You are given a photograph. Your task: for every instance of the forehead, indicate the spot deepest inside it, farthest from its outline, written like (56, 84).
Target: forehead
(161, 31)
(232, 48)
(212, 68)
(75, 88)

────────────────────

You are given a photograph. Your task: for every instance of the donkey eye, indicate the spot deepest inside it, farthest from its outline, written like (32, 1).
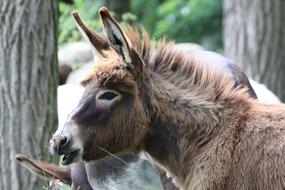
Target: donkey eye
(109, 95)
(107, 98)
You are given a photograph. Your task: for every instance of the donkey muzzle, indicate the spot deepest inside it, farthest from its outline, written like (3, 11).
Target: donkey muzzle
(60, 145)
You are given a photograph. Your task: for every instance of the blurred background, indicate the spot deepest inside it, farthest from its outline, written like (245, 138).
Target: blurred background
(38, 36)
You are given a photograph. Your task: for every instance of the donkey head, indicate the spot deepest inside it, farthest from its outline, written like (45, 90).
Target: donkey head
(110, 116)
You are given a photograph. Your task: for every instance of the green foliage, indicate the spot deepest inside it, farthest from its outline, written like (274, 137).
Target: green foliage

────────────────────

Problem description:
Search the entries above for "written". Show every line that has it.

Solved problem:
You are given a photograph. Your task: for every instance of the forehead, indicate the spot deepest inside it, farthest from its outline, written like (56, 84).
You are given a photograph. Your task: for every instance of the donkey eye, indicate the spot deepest inside it, farthest from its outline, written like (32, 1).
You are given a photograph. Your task: for every instance of the donkey muzzle, indicate the spot deepest inside it, farthest from its outline, written like (3, 11).
You are given a photograph. Your task: for every instance of the blurred background, indicate the spot deepest inside it, farthest from its outline, written like (245, 138).
You are given a photograph. Your task: for every instance of the donkey head, indicate the spot deepest inside it, farthest from its outline, written like (45, 90).
You are given a photograph. Your task: for every instance of the green foliage, indicate the spot deepest inside it, farthest from its outline, written like (274, 137).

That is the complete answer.